··· Supplied text ···

I hate to say too much about the sorrowing and suffering over here—so much has been given, especially from America, where the generosity has been overwhelming. One cannot see such wistfulness and patience without finding a renewal of sympathy and a wish to help.

I was notified last week, that on Saturday, July 10th, at 4 o'clock, the Prefet of our department (the governor of the state) will come to Val Fleuri, officially, in full uniform, surrounded by his staff, to thank us in the name of France, for what we have obtained from our friends in America, and to express through us the Government's grateful recognition of America's generosity. French people tell me it is a rare honor which the government is showing us, and is an expression of France's gratitude to America. The Prefet asked for a report (which we sent), and the government has perfect cognizance from whence came our supplies. So that you may be sure that full recognition has been made for the shipments.

Many wounded there are always, but the spirit of the French people is magnificent. No sacrifice is too great to make, no economy too severe. All France has the utmost confidence in the soldiers and their generals, and everyone feels it is time for endurance, economy and work. And all, high and low, rich and poor, are putting their hearts and courage into the affair, with an enthusiasm and devotion quite surprising to those who thought of France as a decadent nation.

Yesterday I met at tea a French duchess, last year the most frivolous and worldly person, always dressed in the height of fashion and devoted to golf, bridge, and motoring. Yesterday she was dressed in a cheap, ready-made black serge suit, with a black straw sailor hat, trimmed with a black taffeta bow, such as a poor little governess or an upper housemaid would have worn a year ago. And she said she was proud to wear the costume, bought ready-made at the "Galleries Lafayette" for 50 francs.

··· Data for review ···

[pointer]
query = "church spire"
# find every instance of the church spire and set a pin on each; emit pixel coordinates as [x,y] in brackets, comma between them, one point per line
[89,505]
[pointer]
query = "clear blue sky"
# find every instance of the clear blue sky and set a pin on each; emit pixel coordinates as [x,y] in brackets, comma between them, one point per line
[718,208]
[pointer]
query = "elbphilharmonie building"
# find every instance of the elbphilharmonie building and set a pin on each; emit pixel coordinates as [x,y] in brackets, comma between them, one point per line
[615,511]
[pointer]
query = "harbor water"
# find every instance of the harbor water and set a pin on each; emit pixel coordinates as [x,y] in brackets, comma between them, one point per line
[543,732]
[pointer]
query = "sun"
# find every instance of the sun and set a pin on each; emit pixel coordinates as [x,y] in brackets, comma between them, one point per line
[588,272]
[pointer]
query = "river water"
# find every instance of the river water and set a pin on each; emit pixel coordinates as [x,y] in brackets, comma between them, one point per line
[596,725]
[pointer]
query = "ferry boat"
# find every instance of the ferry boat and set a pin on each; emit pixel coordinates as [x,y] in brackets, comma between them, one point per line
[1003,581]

···

How to complete this task:
Alter the passage about wartime France from "Many wounded there" to "a decadent nation." by putting "splendid" in place of "magnificent", and give that stretch in its changed form.

Reply to the task:
Many wounded there are always, but the spirit of the French people is splendid. No sacrifice is too great to make, no economy too severe. All France has the utmost confidence in the soldiers and their generals, and everyone feels it is time for endurance, economy and work. And all, high and low, rich and poor, are putting their hearts and courage into the affair, with an enthusiasm and devotion quite surprising to those who thought of France as a decadent nation.